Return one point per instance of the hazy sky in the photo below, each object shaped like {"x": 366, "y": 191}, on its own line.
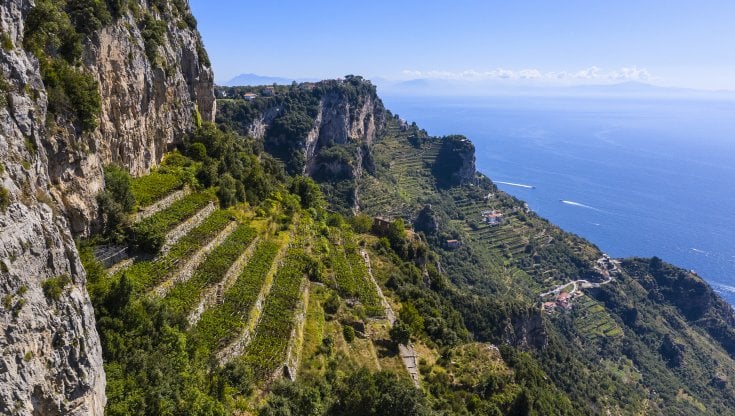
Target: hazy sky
{"x": 672, "y": 43}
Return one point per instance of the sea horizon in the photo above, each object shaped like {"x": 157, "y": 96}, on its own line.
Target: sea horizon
{"x": 638, "y": 177}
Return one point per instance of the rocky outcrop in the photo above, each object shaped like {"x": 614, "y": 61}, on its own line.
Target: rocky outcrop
{"x": 455, "y": 164}
{"x": 52, "y": 360}
{"x": 146, "y": 107}
{"x": 49, "y": 176}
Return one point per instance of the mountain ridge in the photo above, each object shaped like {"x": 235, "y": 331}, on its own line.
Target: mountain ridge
{"x": 310, "y": 254}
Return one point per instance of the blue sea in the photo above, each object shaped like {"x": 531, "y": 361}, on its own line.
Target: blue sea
{"x": 637, "y": 177}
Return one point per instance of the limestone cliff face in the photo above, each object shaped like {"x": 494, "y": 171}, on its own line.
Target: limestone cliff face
{"x": 344, "y": 112}
{"x": 146, "y": 106}
{"x": 455, "y": 164}
{"x": 342, "y": 121}
{"x": 51, "y": 362}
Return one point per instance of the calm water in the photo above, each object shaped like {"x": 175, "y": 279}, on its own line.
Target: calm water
{"x": 636, "y": 177}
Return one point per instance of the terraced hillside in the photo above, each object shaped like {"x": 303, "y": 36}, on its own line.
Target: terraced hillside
{"x": 231, "y": 293}
{"x": 456, "y": 260}
{"x": 512, "y": 262}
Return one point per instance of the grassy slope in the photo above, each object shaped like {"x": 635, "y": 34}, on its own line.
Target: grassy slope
{"x": 526, "y": 256}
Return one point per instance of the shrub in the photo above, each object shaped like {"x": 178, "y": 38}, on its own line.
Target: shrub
{"x": 149, "y": 237}
{"x": 198, "y": 151}
{"x": 116, "y": 201}
{"x": 227, "y": 191}
{"x": 88, "y": 16}
{"x": 349, "y": 333}
{"x": 4, "y": 199}
{"x": 6, "y": 42}
{"x": 331, "y": 305}
{"x": 400, "y": 333}
{"x": 54, "y": 287}
{"x": 153, "y": 32}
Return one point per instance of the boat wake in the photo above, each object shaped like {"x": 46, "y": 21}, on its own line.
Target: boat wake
{"x": 577, "y": 204}
{"x": 519, "y": 185}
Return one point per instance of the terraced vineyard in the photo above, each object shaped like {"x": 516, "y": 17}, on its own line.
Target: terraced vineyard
{"x": 593, "y": 321}
{"x": 184, "y": 296}
{"x": 218, "y": 326}
{"x": 155, "y": 186}
{"x": 267, "y": 351}
{"x": 157, "y": 225}
{"x": 145, "y": 274}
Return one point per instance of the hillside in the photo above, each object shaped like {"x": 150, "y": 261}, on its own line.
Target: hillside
{"x": 83, "y": 84}
{"x": 309, "y": 254}
{"x": 625, "y": 336}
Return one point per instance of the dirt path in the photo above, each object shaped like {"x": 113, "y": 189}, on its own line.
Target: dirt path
{"x": 237, "y": 347}
{"x": 582, "y": 283}
{"x": 183, "y": 229}
{"x": 186, "y": 271}
{"x": 162, "y": 204}
{"x": 214, "y": 294}
{"x": 407, "y": 352}
{"x": 296, "y": 342}
{"x": 389, "y": 315}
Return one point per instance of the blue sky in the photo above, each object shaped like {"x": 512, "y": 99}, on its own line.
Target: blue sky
{"x": 671, "y": 43}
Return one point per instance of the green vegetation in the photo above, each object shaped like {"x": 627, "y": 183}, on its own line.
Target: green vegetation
{"x": 653, "y": 340}
{"x": 149, "y": 234}
{"x": 154, "y": 33}
{"x": 4, "y": 199}
{"x": 143, "y": 275}
{"x": 267, "y": 350}
{"x": 53, "y": 32}
{"x": 184, "y": 296}
{"x": 219, "y": 325}
{"x": 53, "y": 287}
{"x": 116, "y": 201}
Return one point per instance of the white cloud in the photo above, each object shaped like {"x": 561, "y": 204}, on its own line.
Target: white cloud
{"x": 590, "y": 74}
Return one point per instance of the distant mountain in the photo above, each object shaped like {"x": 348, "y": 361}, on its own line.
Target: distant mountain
{"x": 444, "y": 87}
{"x": 254, "y": 79}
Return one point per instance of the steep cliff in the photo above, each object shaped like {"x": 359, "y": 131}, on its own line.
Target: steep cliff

**Problem to solve**
Filter the records above down to the lines that hold the string "steep".

**Exercise response**
Return one point per instance of the steep cliff in the photo above, each object shaped like {"x": 359, "y": 131}, on its own line.
Target: steep cliff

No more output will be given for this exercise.